» **TASK OBJECTIVE**: From the line containing "the denim button" to the end of the data, retype every line exactly and nothing else. Drop the pictures.

» **GIVEN INFORMATION**:
========

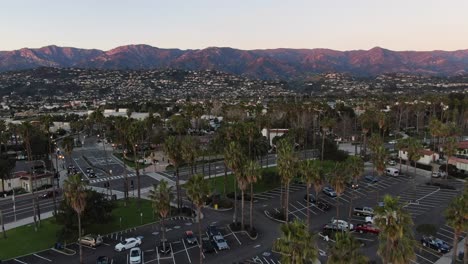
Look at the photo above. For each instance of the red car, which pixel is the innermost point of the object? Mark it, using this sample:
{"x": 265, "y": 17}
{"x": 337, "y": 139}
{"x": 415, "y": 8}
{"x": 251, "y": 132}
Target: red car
{"x": 367, "y": 228}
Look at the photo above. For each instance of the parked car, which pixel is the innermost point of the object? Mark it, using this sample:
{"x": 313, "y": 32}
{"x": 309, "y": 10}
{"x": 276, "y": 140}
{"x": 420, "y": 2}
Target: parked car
{"x": 91, "y": 240}
{"x": 371, "y": 179}
{"x": 128, "y": 243}
{"x": 435, "y": 243}
{"x": 342, "y": 224}
{"x": 366, "y": 211}
{"x": 207, "y": 245}
{"x": 213, "y": 231}
{"x": 367, "y": 228}
{"x": 219, "y": 242}
{"x": 103, "y": 260}
{"x": 135, "y": 256}
{"x": 190, "y": 237}
{"x": 323, "y": 205}
{"x": 329, "y": 191}
{"x": 311, "y": 198}
{"x": 48, "y": 194}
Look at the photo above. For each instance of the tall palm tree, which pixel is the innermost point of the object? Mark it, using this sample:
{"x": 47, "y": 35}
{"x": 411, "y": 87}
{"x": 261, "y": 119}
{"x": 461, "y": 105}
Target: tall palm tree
{"x": 355, "y": 166}
{"x": 345, "y": 250}
{"x": 134, "y": 137}
{"x": 253, "y": 174}
{"x": 197, "y": 191}
{"x": 457, "y": 218}
{"x": 327, "y": 124}
{"x": 338, "y": 179}
{"x": 161, "y": 197}
{"x": 234, "y": 159}
{"x": 172, "y": 150}
{"x": 287, "y": 168}
{"x": 450, "y": 149}
{"x": 296, "y": 244}
{"x": 75, "y": 195}
{"x": 310, "y": 170}
{"x": 396, "y": 235}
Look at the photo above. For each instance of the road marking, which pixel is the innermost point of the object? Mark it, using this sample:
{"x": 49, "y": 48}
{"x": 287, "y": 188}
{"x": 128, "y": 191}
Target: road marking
{"x": 186, "y": 251}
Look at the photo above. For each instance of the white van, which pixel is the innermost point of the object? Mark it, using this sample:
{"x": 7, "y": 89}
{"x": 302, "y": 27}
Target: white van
{"x": 392, "y": 172}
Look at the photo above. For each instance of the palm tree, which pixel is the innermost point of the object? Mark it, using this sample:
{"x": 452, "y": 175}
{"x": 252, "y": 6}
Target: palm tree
{"x": 457, "y": 218}
{"x": 161, "y": 197}
{"x": 172, "y": 150}
{"x": 68, "y": 143}
{"x": 287, "y": 167}
{"x": 345, "y": 250}
{"x": 327, "y": 124}
{"x": 234, "y": 159}
{"x": 310, "y": 170}
{"x": 450, "y": 149}
{"x": 396, "y": 235}
{"x": 197, "y": 191}
{"x": 338, "y": 179}
{"x": 355, "y": 166}
{"x": 296, "y": 244}
{"x": 252, "y": 174}
{"x": 75, "y": 195}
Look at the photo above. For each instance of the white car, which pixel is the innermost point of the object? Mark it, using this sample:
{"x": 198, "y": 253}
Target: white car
{"x": 342, "y": 224}
{"x": 135, "y": 256}
{"x": 128, "y": 243}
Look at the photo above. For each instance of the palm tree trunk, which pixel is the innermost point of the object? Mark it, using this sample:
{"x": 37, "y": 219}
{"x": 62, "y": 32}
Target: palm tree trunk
{"x": 164, "y": 234}
{"x": 308, "y": 207}
{"x": 251, "y": 206}
{"x": 455, "y": 246}
{"x": 79, "y": 236}
{"x": 200, "y": 244}
{"x": 242, "y": 210}
{"x": 179, "y": 203}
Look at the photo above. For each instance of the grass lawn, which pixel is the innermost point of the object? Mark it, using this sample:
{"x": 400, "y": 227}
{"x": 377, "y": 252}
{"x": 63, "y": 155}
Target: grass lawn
{"x": 23, "y": 240}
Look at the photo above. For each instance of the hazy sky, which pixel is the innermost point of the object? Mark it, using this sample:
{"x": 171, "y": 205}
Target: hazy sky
{"x": 243, "y": 24}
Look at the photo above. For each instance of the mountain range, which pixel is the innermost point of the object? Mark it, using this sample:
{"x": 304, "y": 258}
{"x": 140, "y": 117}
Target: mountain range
{"x": 263, "y": 64}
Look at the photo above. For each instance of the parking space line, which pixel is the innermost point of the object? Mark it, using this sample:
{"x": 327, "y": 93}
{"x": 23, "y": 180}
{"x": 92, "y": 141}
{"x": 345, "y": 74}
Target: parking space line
{"x": 42, "y": 257}
{"x": 186, "y": 251}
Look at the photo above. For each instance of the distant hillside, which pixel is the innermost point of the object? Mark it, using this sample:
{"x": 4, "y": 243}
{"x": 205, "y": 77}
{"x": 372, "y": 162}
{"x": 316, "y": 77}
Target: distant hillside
{"x": 263, "y": 64}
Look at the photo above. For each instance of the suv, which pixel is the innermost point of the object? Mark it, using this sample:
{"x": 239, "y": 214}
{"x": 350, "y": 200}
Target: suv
{"x": 91, "y": 240}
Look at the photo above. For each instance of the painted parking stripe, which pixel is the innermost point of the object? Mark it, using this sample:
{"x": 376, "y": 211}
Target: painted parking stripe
{"x": 42, "y": 257}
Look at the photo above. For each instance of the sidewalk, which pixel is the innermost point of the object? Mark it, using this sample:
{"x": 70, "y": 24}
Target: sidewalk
{"x": 447, "y": 258}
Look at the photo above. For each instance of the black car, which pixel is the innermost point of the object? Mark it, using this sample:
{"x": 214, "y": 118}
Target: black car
{"x": 207, "y": 246}
{"x": 48, "y": 194}
{"x": 311, "y": 198}
{"x": 323, "y": 206}
{"x": 435, "y": 243}
{"x": 213, "y": 231}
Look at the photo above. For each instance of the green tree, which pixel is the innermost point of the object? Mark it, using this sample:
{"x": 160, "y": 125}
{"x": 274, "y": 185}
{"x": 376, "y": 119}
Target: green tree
{"x": 296, "y": 244}
{"x": 161, "y": 197}
{"x": 253, "y": 174}
{"x": 345, "y": 250}
{"x": 75, "y": 194}
{"x": 197, "y": 191}
{"x": 172, "y": 149}
{"x": 287, "y": 168}
{"x": 396, "y": 235}
{"x": 457, "y": 218}
{"x": 310, "y": 170}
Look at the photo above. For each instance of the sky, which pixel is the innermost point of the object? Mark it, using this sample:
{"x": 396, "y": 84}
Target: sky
{"x": 242, "y": 24}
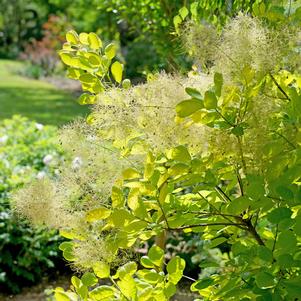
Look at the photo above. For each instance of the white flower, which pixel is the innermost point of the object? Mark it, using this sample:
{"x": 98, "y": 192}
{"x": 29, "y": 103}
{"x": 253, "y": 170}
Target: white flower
{"x": 3, "y": 139}
{"x": 39, "y": 126}
{"x": 47, "y": 159}
{"x": 77, "y": 162}
{"x": 41, "y": 175}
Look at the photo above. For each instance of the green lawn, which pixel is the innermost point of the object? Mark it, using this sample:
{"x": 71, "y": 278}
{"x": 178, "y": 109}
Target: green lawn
{"x": 34, "y": 99}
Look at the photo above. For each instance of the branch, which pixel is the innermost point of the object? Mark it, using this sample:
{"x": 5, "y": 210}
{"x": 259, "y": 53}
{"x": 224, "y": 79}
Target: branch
{"x": 276, "y": 235}
{"x": 206, "y": 225}
{"x": 290, "y": 143}
{"x": 253, "y": 231}
{"x": 279, "y": 87}
{"x": 222, "y": 194}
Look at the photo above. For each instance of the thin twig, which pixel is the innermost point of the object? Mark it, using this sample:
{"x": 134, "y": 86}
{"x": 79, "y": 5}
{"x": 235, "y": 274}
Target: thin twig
{"x": 283, "y": 137}
{"x": 206, "y": 225}
{"x": 276, "y": 235}
{"x": 222, "y": 194}
{"x": 279, "y": 87}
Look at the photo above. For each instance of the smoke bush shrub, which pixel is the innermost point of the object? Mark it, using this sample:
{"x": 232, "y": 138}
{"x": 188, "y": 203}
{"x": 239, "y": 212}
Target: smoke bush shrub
{"x": 217, "y": 154}
{"x": 27, "y": 151}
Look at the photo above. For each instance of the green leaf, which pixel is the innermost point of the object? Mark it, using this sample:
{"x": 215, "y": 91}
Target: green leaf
{"x": 285, "y": 261}
{"x": 194, "y": 93}
{"x": 126, "y": 84}
{"x": 264, "y": 253}
{"x": 152, "y": 277}
{"x": 120, "y": 217}
{"x": 117, "y": 70}
{"x": 218, "y": 83}
{"x": 89, "y": 279}
{"x": 102, "y": 293}
{"x": 175, "y": 268}
{"x": 169, "y": 290}
{"x": 98, "y": 214}
{"x": 146, "y": 262}
{"x": 264, "y": 280}
{"x": 217, "y": 241}
{"x": 201, "y": 284}
{"x": 297, "y": 227}
{"x": 181, "y": 154}
{"x": 279, "y": 214}
{"x": 83, "y": 292}
{"x": 187, "y": 107}
{"x": 94, "y": 41}
{"x": 68, "y": 59}
{"x": 286, "y": 241}
{"x": 110, "y": 51}
{"x": 210, "y": 100}
{"x": 183, "y": 12}
{"x": 126, "y": 270}
{"x": 101, "y": 270}
{"x": 285, "y": 193}
{"x": 83, "y": 38}
{"x": 61, "y": 296}
{"x": 238, "y": 205}
{"x": 72, "y": 37}
{"x": 156, "y": 255}
{"x": 237, "y": 131}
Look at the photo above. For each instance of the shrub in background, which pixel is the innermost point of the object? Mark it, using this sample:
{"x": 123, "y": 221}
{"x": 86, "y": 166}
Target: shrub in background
{"x": 42, "y": 54}
{"x": 27, "y": 151}
{"x": 216, "y": 154}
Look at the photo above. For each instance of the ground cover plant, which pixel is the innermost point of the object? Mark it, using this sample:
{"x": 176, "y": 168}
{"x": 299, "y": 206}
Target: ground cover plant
{"x": 216, "y": 153}
{"x": 27, "y": 151}
{"x": 37, "y": 100}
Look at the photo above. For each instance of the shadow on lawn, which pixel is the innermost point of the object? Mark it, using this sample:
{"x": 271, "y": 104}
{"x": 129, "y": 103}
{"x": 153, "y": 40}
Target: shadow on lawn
{"x": 44, "y": 105}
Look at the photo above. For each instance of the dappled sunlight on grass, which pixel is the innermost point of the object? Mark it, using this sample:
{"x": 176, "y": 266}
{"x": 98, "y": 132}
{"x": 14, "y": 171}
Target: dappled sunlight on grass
{"x": 34, "y": 99}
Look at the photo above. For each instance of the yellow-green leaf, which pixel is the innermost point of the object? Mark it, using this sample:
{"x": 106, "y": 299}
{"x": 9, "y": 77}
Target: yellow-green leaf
{"x": 98, "y": 214}
{"x": 116, "y": 70}
{"x": 94, "y": 41}
{"x": 101, "y": 270}
{"x": 72, "y": 37}
{"x": 110, "y": 51}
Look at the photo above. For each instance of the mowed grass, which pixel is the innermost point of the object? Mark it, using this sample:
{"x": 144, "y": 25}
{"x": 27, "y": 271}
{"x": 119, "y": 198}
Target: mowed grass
{"x": 37, "y": 100}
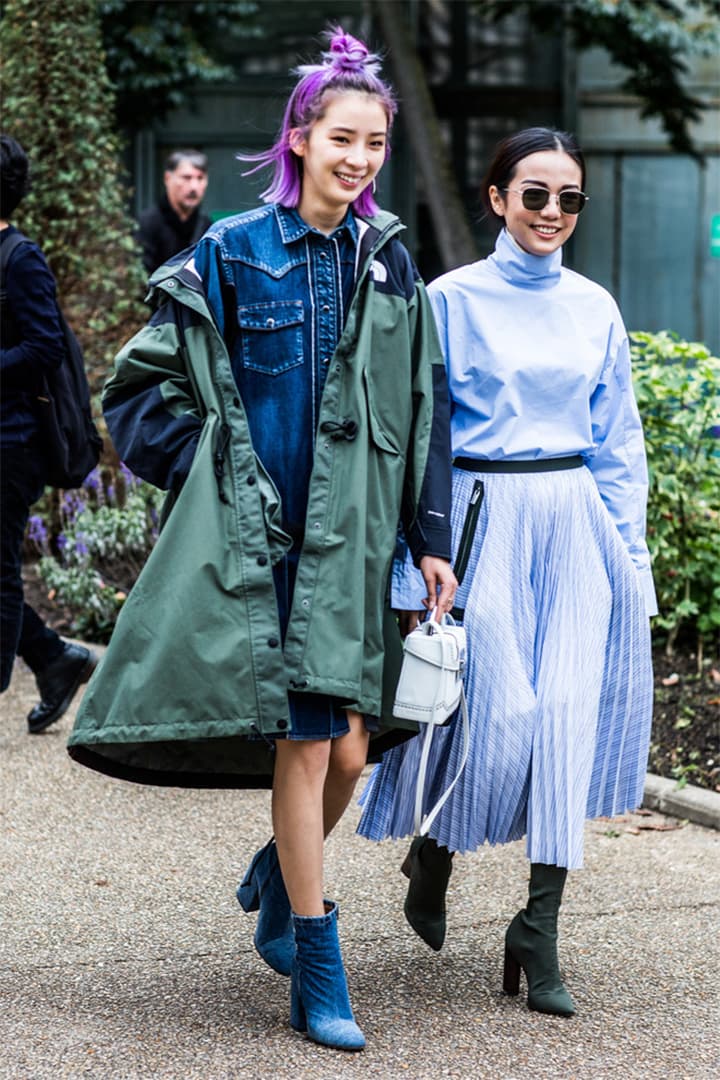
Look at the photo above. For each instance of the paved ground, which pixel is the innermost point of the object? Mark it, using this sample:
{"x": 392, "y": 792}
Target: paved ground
{"x": 123, "y": 953}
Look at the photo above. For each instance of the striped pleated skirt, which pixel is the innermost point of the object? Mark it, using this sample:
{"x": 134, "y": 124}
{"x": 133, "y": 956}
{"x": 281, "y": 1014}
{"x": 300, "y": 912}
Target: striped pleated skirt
{"x": 558, "y": 680}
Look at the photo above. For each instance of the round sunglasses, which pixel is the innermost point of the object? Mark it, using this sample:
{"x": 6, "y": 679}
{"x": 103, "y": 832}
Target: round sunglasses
{"x": 570, "y": 202}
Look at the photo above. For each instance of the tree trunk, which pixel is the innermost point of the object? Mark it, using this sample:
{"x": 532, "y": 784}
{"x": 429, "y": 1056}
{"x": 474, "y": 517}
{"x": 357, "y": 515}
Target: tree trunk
{"x": 454, "y": 239}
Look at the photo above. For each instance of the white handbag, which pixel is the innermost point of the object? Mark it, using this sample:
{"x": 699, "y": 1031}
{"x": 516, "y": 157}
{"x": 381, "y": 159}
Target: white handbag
{"x": 430, "y": 690}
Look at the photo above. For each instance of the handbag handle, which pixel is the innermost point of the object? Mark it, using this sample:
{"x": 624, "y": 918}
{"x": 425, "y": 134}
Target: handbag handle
{"x": 421, "y": 826}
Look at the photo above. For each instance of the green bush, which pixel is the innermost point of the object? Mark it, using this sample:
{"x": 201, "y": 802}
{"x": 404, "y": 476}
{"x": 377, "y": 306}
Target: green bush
{"x": 58, "y": 103}
{"x": 93, "y": 543}
{"x": 677, "y": 386}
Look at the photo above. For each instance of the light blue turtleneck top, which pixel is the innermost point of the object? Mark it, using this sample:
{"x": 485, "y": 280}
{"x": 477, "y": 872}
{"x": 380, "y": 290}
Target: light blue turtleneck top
{"x": 539, "y": 366}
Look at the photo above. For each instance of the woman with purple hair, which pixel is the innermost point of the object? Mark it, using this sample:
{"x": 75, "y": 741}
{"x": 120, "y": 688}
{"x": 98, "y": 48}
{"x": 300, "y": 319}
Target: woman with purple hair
{"x": 554, "y": 580}
{"x": 290, "y": 393}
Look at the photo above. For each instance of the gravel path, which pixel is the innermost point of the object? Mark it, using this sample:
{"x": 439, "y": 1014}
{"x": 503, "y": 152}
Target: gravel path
{"x": 123, "y": 953}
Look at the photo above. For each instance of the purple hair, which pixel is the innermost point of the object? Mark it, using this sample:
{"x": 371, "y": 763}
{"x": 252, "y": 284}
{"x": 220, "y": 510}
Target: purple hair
{"x": 347, "y": 66}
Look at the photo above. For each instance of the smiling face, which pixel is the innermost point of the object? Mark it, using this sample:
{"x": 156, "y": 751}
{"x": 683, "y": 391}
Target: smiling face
{"x": 341, "y": 156}
{"x": 540, "y": 231}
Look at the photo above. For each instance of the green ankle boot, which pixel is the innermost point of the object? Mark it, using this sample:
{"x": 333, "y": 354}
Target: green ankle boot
{"x": 429, "y": 868}
{"x": 531, "y": 944}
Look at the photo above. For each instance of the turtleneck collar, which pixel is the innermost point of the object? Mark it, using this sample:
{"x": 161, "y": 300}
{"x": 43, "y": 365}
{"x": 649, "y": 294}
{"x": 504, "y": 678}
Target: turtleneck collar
{"x": 520, "y": 268}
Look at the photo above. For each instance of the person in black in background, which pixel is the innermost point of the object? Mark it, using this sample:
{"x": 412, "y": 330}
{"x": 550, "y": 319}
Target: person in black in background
{"x": 177, "y": 220}
{"x": 31, "y": 338}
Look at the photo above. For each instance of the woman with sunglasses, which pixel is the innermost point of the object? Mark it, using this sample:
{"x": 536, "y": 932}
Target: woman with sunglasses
{"x": 290, "y": 392}
{"x": 555, "y": 590}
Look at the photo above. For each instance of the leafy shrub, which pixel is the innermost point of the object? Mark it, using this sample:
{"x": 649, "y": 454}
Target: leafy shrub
{"x": 93, "y": 543}
{"x": 677, "y": 385}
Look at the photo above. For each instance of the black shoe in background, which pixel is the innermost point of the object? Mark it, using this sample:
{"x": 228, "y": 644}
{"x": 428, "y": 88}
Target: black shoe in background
{"x": 58, "y": 684}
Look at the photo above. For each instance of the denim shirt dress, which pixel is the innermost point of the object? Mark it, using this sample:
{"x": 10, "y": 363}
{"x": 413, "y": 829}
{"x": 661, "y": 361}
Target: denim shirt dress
{"x": 282, "y": 311}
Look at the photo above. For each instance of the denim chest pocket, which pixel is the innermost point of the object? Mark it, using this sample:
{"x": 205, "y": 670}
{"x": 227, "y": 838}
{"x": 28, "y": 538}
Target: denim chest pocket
{"x": 271, "y": 335}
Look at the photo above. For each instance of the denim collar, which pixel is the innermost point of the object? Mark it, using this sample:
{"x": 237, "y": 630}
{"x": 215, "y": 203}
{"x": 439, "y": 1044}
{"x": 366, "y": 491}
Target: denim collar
{"x": 293, "y": 228}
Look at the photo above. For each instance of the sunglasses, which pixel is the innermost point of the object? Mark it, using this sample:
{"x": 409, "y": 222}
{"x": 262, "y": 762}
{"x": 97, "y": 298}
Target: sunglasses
{"x": 570, "y": 202}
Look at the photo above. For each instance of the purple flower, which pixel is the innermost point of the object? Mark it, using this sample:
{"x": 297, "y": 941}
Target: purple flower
{"x": 37, "y": 530}
{"x": 130, "y": 477}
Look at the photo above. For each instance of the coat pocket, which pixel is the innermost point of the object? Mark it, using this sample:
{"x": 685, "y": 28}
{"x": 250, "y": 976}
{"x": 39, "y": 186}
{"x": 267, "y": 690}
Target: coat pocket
{"x": 379, "y": 430}
{"x": 271, "y": 336}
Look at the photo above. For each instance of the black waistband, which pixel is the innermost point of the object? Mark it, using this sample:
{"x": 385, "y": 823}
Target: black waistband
{"x": 508, "y": 464}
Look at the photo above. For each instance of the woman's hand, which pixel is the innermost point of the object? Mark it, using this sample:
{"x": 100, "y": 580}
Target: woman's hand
{"x": 438, "y": 574}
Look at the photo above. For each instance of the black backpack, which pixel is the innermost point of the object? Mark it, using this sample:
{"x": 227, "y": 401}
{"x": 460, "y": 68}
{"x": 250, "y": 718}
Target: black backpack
{"x": 71, "y": 440}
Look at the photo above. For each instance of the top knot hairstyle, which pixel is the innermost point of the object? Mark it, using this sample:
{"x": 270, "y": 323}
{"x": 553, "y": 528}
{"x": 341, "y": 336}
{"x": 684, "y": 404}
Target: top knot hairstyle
{"x": 347, "y": 66}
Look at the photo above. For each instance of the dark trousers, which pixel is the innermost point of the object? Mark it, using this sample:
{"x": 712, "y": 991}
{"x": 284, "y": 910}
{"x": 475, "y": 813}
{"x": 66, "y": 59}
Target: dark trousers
{"x": 22, "y": 631}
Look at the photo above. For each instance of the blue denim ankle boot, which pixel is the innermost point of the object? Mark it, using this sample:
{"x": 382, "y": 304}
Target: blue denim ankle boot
{"x": 531, "y": 944}
{"x": 262, "y": 889}
{"x": 320, "y": 1004}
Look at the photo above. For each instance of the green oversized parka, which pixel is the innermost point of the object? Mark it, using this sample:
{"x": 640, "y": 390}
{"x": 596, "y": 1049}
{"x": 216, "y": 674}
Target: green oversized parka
{"x": 193, "y": 686}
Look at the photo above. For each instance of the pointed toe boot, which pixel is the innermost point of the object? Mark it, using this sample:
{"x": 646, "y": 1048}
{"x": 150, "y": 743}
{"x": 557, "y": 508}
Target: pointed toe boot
{"x": 320, "y": 1002}
{"x": 531, "y": 945}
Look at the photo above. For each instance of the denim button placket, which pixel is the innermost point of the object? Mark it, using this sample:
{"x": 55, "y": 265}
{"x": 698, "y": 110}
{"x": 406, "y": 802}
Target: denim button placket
{"x": 283, "y": 408}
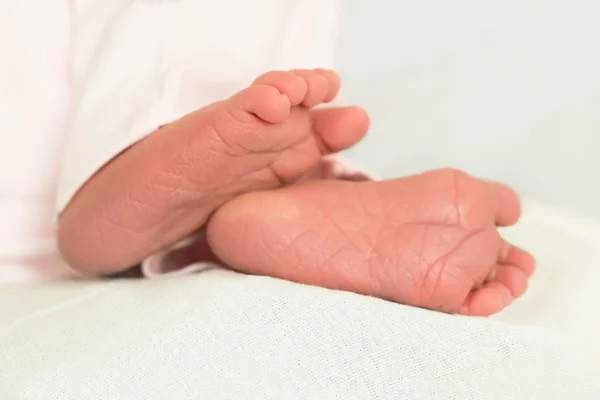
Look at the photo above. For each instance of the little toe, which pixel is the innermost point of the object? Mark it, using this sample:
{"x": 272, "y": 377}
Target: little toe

========

» **COMPLETED TASK**:
Look at the photo above. For each instance of the denim button placket, which pixel is the innermost point of the object? Mark it, using this sample:
{"x": 55, "y": 265}
{"x": 698, "y": 110}
{"x": 406, "y": 802}
Target: denim button placket
{"x": 283, "y": 408}
Look at the photo above. For each instance of the little toe, which pixel is the innermost point of the object? Mark it, using this sample:
{"x": 272, "y": 377}
Target: little toe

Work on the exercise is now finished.